Problem description: Every entry is to be set down a second time, precisely as written.

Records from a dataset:
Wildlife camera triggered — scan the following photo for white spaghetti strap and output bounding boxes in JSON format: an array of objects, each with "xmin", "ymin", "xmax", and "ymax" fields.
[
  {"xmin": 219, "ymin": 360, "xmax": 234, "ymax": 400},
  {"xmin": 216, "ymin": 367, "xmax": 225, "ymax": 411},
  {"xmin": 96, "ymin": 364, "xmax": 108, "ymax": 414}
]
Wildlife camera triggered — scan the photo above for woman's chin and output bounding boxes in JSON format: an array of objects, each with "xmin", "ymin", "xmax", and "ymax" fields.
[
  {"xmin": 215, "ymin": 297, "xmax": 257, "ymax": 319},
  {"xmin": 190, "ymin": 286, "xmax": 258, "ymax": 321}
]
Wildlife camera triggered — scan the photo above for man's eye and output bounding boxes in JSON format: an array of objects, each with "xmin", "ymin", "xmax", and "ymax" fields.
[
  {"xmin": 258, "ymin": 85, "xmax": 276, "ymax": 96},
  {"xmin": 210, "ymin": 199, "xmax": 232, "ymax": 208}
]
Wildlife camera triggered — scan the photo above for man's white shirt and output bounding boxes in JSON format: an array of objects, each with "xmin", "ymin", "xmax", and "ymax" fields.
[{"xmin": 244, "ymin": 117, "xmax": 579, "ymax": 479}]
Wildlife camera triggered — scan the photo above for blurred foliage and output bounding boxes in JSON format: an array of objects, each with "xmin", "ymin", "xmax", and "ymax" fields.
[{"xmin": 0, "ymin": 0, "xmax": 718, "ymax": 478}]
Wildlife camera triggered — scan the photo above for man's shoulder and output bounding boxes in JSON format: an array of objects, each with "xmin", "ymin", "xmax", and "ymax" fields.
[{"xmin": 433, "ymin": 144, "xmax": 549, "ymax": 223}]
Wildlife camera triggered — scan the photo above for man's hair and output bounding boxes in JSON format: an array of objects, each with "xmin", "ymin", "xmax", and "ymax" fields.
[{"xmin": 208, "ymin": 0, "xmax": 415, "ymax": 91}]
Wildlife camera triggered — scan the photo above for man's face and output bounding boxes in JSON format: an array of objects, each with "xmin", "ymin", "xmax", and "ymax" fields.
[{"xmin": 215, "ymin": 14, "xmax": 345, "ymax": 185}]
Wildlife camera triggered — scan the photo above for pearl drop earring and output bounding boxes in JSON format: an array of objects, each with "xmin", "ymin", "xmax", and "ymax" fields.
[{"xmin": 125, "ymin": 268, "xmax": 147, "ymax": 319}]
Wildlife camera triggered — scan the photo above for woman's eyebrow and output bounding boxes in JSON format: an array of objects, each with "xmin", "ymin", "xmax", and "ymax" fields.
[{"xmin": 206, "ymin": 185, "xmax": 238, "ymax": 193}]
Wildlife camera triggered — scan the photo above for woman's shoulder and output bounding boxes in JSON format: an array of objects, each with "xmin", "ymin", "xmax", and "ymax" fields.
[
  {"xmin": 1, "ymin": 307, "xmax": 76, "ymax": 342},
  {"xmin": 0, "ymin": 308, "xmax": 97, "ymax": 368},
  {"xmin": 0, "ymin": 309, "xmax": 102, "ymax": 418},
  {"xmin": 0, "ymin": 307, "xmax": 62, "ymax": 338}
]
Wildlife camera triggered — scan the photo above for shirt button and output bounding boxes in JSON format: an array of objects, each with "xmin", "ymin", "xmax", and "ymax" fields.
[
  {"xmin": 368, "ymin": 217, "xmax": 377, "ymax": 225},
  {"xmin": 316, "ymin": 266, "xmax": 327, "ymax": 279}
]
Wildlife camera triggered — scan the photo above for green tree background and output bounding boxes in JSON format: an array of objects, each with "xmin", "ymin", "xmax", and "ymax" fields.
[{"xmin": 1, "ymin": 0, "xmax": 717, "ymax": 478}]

Exercise answer:
Wildlife camera triggered — scan the following photo for white spaghetti strap and output bounding boxes in JSON format: an array of objects, each with "xmin", "ymin", "xmax", and "ymax" fields.
[
  {"xmin": 219, "ymin": 360, "xmax": 234, "ymax": 400},
  {"xmin": 216, "ymin": 367, "xmax": 225, "ymax": 411},
  {"xmin": 96, "ymin": 364, "xmax": 108, "ymax": 414}
]
Wildlife camera triggered — scan the photo above for woman's chin and output bounding boxes in JSON format: an array of objects, each with "xmin", "ymin", "xmax", and "ymax" fields.
[
  {"xmin": 215, "ymin": 297, "xmax": 257, "ymax": 319},
  {"xmin": 190, "ymin": 286, "xmax": 258, "ymax": 321}
]
Wildlife camera triggered — scan the photo above for man's eye and output bounding boxes in JSON format: an array of objects, each with "xmin", "ymin", "xmax", and "ymax" fields.
[
  {"xmin": 258, "ymin": 85, "xmax": 276, "ymax": 96},
  {"xmin": 210, "ymin": 199, "xmax": 232, "ymax": 208}
]
Wildlife camera triggered — scan the photo above for man's white shirt and output bounding boxes in JSON format: an array of objects, each with "xmin", "ymin", "xmax", and "ymax" fields.
[{"xmin": 244, "ymin": 117, "xmax": 579, "ymax": 479}]
Wildlife camera triggered — scan the photo above for blurred foliage and output bounding boxes in JSON format: an array of objects, each with "xmin", "ymin", "xmax", and "ymax" fields.
[{"xmin": 0, "ymin": 0, "xmax": 718, "ymax": 478}]
Wildlife camera triggered — scan the photo above for man's shoulder and output bounding boxes in JSON format: an array of objects, each with "xmin", "ymin", "xmax", and "ymax" fields.
[{"xmin": 433, "ymin": 144, "xmax": 549, "ymax": 223}]
Wildlife camera triggered — scan the photo above for man's hair and output bounding boxes in JSON format: an array of objects, each with "xmin", "ymin", "xmax", and "ymax" fields.
[{"xmin": 208, "ymin": 0, "xmax": 415, "ymax": 91}]
Wildlife camera triggered — scan the photo above for man's face and output bounding boxes in JSON format: an array of objects, each with "xmin", "ymin", "xmax", and "ymax" fields.
[{"xmin": 215, "ymin": 14, "xmax": 345, "ymax": 185}]
Wildlife camera triggered — scan the photo above for pearl drop earring and output bounding boxes in JSON format: an array of objects, each with "xmin", "ymin", "xmax", and "ymax" fields.
[{"xmin": 125, "ymin": 268, "xmax": 147, "ymax": 319}]
Wildlife camera triggered — scan the photo above for woman's eyebrow and output bounding boxes in JSON format: an array of objects, each with "xmin", "ymin", "xmax", and "ymax" fields.
[{"xmin": 206, "ymin": 185, "xmax": 238, "ymax": 193}]
Wildlife camera triggered — scan the photo above for woman's shoulder and output bounding boxes in JSON format: an array of objects, each with "xmin", "ymin", "xmax", and "ymax" fields.
[
  {"xmin": 1, "ymin": 307, "xmax": 76, "ymax": 342},
  {"xmin": 0, "ymin": 308, "xmax": 97, "ymax": 368},
  {"xmin": 0, "ymin": 309, "xmax": 102, "ymax": 418},
  {"xmin": 0, "ymin": 307, "xmax": 62, "ymax": 338}
]
Wildlife camera triggered — scan the photo above for shirt button and output bounding boxes in JSON format: an array of objects, each with "xmin", "ymin", "xmax", and "ymax" fields.
[
  {"xmin": 368, "ymin": 217, "xmax": 377, "ymax": 225},
  {"xmin": 316, "ymin": 266, "xmax": 327, "ymax": 279}
]
Wildlife camera triggered — scan the photo above for green tree background and output bounding boxes in JSON format: an array of objects, each with "xmin", "ymin", "xmax", and "ymax" fields.
[{"xmin": 1, "ymin": 0, "xmax": 717, "ymax": 478}]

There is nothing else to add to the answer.